## What you should do
Reproduce every item below with each occurrence of "rough mask" swapped for "coarse mask", leaving everything else unchanged.

**** Supplied entries

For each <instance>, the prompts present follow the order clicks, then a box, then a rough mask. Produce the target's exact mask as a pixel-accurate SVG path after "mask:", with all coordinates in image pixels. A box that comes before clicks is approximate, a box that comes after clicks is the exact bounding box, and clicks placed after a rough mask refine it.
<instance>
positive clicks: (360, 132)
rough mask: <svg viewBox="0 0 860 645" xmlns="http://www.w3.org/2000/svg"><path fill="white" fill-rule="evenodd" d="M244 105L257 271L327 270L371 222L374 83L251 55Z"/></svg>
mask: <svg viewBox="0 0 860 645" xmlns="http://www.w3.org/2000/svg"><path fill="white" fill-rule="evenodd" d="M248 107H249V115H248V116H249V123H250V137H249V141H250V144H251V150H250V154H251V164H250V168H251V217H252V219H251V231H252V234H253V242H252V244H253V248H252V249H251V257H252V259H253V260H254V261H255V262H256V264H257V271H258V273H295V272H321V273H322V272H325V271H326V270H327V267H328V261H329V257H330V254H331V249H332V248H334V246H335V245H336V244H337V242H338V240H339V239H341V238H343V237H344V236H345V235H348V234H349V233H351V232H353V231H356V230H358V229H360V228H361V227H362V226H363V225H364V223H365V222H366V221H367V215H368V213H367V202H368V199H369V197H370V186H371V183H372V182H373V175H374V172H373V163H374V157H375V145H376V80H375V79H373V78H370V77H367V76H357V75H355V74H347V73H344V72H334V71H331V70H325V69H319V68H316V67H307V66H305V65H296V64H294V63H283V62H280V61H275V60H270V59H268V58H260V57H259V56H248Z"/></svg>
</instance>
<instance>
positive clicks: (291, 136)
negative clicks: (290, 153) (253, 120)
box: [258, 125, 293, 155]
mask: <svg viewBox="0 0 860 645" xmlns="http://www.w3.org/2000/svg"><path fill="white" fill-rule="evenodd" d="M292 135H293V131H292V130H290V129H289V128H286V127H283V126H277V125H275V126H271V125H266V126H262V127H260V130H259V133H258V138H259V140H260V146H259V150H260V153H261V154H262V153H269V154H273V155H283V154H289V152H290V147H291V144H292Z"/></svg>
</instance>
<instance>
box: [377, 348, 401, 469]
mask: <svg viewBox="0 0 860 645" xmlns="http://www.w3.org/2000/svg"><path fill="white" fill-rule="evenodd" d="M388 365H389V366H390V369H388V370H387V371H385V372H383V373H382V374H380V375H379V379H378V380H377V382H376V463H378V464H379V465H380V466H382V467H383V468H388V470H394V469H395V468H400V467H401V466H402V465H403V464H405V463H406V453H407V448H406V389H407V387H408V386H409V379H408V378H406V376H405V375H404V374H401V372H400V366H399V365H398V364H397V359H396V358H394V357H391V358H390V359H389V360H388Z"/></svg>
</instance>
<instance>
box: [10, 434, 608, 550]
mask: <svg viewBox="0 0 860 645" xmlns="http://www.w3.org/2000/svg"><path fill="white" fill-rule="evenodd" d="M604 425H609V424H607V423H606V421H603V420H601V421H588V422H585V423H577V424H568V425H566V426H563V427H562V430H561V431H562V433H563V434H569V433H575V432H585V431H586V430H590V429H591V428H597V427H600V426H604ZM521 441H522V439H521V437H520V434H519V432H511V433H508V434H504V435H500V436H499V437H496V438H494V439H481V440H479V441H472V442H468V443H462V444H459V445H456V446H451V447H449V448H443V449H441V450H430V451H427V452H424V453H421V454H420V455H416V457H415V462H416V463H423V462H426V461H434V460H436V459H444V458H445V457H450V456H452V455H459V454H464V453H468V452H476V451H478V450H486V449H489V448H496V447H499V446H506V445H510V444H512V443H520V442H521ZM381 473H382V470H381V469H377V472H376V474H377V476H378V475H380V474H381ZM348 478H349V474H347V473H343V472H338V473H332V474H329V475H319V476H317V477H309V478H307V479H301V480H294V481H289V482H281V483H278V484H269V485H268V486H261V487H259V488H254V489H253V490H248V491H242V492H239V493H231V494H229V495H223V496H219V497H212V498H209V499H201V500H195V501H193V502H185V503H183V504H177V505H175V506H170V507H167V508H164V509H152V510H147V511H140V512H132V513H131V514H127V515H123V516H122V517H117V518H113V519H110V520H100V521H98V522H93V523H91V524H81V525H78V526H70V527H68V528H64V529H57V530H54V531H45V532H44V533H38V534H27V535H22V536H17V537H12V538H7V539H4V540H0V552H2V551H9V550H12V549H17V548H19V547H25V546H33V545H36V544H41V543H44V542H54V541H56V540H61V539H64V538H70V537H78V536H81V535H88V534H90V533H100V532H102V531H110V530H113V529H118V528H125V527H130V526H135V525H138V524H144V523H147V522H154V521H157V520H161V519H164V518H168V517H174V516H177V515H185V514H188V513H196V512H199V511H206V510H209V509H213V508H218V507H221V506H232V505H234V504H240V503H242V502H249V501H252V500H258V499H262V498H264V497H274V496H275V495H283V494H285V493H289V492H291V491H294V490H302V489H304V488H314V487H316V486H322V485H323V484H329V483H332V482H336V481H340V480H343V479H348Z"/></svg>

********

## Exercise answer
For each <instance>, the prompts present follow the order clicks, then a box, then a coarse mask. Produce the target's exact mask as a pixel-accurate SVG path after "mask:", with all coordinates in image pixels. A box that comes before clicks is approximate, a box that comes after clicks is the exact bounding box, and clicks placed after a coarse mask refine it.
<instance>
positive clicks: (360, 132)
coarse mask: <svg viewBox="0 0 860 645" xmlns="http://www.w3.org/2000/svg"><path fill="white" fill-rule="evenodd" d="M244 105L257 271L327 270L371 222L374 83L251 55Z"/></svg>
mask: <svg viewBox="0 0 860 645" xmlns="http://www.w3.org/2000/svg"><path fill="white" fill-rule="evenodd" d="M248 107H249V115H248V116H249V123H250V137H249V141H250V144H251V150H250V154H251V164H250V168H251V217H252V219H251V231H252V234H253V242H252V244H253V248H252V249H251V257H252V259H253V260H254V261H255V262H256V264H257V271H258V273H295V272H321V273H322V272H325V271H326V270H327V267H328V261H329V257H330V254H331V249H332V248H334V246H335V245H336V244H337V242H338V240H339V239H341V238H343V237H344V236H345V235H348V234H349V233H351V232H353V231H356V230H358V229H360V228H361V227H362V226H363V225H364V223H365V222H366V221H367V215H368V213H367V202H368V199H369V197H370V186H371V183H372V182H373V175H374V172H373V163H374V157H375V145H376V80H375V79H373V78H370V77H367V76H357V75H355V74H347V73H344V72H334V71H331V70H325V69H319V68H316V67H307V66H305V65H296V64H294V63H283V62H280V61H275V60H270V59H268V58H260V57H259V56H248Z"/></svg>
</instance>
<instance>
positive clicks: (291, 136)
negative clicks: (290, 153) (253, 120)
box: [258, 125, 293, 155]
mask: <svg viewBox="0 0 860 645" xmlns="http://www.w3.org/2000/svg"><path fill="white" fill-rule="evenodd" d="M292 135H293V131H292V130H290V129H289V128H286V127H283V126H277V125H275V126H271V125H266V126H262V127H260V130H259V133H258V138H259V140H260V146H259V150H260V153H261V154H262V153H269V154H273V155H283V154H289V152H290V147H291V144H292Z"/></svg>
</instance>
<instance>
box: [377, 348, 401, 469]
mask: <svg viewBox="0 0 860 645" xmlns="http://www.w3.org/2000/svg"><path fill="white" fill-rule="evenodd" d="M388 365H389V366H390V369H388V370H387V371H385V372H383V373H382V374H380V375H379V379H378V380H377V382H376V463H378V464H379V465H380V466H382V467H383V468H388V470H394V469H395V468H400V467H401V466H402V465H403V464H405V463H406V453H407V448H406V389H407V387H408V386H409V379H408V378H406V376H405V375H404V374H401V372H400V366H399V365H398V364H397V359H396V358H394V357H391V358H390V359H389V360H388Z"/></svg>
</instance>
<instance>
box: [10, 434, 608, 550]
mask: <svg viewBox="0 0 860 645" xmlns="http://www.w3.org/2000/svg"><path fill="white" fill-rule="evenodd" d="M604 425H609V424H607V423H606V421H603V420H601V421H588V422H585V423H577V424H568V425H566V426H563V427H562V430H561V431H562V433H563V434H569V433H575V432H585V431H586V430H590V429H591V428H597V427H600V426H604ZM521 441H522V439H521V437H520V434H519V432H511V433H508V434H504V435H500V436H499V437H496V438H494V439H481V440H479V441H472V442H468V443H462V444H459V445H456V446H451V447H449V448H443V449H441V450H430V451H427V452H424V453H421V454H420V455H416V457H415V462H416V463H423V462H426V461H434V460H436V459H444V458H445V457H450V456H452V455H459V454H464V453H468V452H476V451H478V450H486V449H489V448H496V447H499V446H506V445H510V444H512V443H520V442H521ZM381 473H382V470H381V469H377V472H376V474H377V476H378V475H380V474H381ZM348 478H349V474H347V473H343V472H338V473H332V474H329V475H319V476H317V477H309V478H307V479H301V480H294V481H289V482H281V483H278V484H269V485H268V486H261V487H259V488H254V489H253V490H248V491H242V492H239V493H231V494H229V495H223V496H219V497H212V498H209V499H201V500H195V501H193V502H185V503H183V504H177V505H175V506H170V507H167V508H164V509H152V510H147V511H140V512H132V513H131V514H127V515H123V516H122V517H117V518H113V519H110V520H100V521H98V522H93V523H91V524H81V525H78V526H70V527H68V528H64V529H57V530H54V531H45V532H44V533H38V534H27V535H22V536H17V537H12V538H7V539H4V540H0V552H2V551H9V550H12V549H17V548H19V547H25V546H33V545H36V544H41V543H44V542H54V541H56V540H61V539H64V538H70V537H78V536H81V535H88V534H90V533H100V532H102V531H110V530H113V529H118V528H125V527H130V526H135V525H138V524H144V523H147V522H154V521H157V520H161V519H164V518H168V517H174V516H177V515H185V514H188V513H196V512H199V511H206V510H209V509H213V508H218V507H221V506H232V505H234V504H240V503H242V502H249V501H252V500H258V499H262V498H264V497H274V496H275V495H283V494H285V493H289V492H291V491H294V490H302V489H304V488H314V487H316V486H322V485H323V484H329V483H332V482H336V481H340V480H343V479H348Z"/></svg>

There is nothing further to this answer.